**WHAT YOU WILL DO**.
Your output must be the line containing "Report one point per instance of the sea" followed by every later line in the entries below, all copied exactly.

══ DATASET EXTRACT

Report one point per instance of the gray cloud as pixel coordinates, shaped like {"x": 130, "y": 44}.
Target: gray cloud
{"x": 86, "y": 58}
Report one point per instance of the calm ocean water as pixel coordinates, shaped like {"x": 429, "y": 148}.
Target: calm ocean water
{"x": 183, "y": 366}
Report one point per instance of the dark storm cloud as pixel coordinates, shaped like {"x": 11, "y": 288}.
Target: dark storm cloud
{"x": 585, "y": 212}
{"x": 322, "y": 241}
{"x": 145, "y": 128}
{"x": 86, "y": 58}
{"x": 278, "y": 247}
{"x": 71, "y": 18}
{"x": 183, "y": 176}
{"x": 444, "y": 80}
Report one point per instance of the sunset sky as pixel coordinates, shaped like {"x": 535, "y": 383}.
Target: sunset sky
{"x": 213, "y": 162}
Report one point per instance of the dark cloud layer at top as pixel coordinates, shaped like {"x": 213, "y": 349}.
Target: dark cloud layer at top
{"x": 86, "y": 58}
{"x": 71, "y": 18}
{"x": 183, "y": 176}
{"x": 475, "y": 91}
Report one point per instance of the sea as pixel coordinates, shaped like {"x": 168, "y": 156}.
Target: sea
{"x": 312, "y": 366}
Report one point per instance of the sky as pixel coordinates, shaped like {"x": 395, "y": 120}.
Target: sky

════

**ANSWER BOX**.
Report one point per instance of the sea as pixel coordinates, shaped like {"x": 168, "y": 156}.
Target: sea
{"x": 312, "y": 366}
Report one point per instance of the sky as pixel coordinates, shaped like {"x": 395, "y": 120}.
Target: sky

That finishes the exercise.